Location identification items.
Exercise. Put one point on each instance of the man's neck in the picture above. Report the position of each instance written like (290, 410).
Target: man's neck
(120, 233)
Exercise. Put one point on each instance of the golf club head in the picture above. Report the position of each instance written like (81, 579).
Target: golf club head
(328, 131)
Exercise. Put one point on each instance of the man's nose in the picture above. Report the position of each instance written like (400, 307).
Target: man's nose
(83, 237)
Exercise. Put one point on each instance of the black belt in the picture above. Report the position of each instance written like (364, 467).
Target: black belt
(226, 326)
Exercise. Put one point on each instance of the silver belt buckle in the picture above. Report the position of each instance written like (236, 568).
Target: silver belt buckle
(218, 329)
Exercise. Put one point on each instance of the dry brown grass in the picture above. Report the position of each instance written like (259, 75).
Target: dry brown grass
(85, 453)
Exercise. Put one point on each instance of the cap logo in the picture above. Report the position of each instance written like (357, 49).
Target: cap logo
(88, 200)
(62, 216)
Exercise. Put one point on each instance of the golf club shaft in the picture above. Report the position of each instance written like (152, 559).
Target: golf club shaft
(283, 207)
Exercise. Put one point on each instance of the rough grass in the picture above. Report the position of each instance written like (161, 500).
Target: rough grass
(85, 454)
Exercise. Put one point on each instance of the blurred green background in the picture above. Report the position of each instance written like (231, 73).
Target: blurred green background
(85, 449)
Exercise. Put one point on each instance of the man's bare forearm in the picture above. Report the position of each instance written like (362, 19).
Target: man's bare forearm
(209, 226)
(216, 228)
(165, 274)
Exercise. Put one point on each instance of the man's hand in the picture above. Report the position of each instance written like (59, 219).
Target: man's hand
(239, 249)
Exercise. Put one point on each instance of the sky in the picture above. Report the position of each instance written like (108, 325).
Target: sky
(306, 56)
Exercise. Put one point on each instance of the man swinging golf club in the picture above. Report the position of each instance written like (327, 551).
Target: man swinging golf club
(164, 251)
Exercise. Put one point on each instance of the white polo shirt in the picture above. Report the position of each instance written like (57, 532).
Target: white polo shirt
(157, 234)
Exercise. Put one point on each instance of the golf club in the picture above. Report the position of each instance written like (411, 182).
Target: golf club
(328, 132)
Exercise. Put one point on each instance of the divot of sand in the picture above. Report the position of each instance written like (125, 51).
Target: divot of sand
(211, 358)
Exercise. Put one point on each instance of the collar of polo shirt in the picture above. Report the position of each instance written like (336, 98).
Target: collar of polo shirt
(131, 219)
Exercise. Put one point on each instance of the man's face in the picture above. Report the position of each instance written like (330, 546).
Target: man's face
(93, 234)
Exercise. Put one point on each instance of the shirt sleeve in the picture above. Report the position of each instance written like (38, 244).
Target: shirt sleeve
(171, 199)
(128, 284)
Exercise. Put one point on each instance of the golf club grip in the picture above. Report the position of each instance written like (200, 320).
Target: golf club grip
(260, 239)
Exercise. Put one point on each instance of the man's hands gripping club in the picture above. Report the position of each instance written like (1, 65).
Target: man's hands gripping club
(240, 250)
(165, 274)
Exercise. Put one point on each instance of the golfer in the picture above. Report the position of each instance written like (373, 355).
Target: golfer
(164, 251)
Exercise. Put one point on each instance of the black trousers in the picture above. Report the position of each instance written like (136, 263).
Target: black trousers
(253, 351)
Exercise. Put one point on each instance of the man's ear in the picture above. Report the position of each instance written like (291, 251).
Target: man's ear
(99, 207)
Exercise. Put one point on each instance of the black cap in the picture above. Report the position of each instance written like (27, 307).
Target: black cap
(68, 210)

Given exercise.
Rewrite everything from the line containing "Exercise. Put one point on each instance of the black cap" down to the end of the records above as a numbered list, leaving out any blank lines.

Written solution.
1. Exercise. Put one point on each instance of the black cap in the picture above. Report the position of each instance written like (27, 307).
2. Target: black cap
3. (68, 210)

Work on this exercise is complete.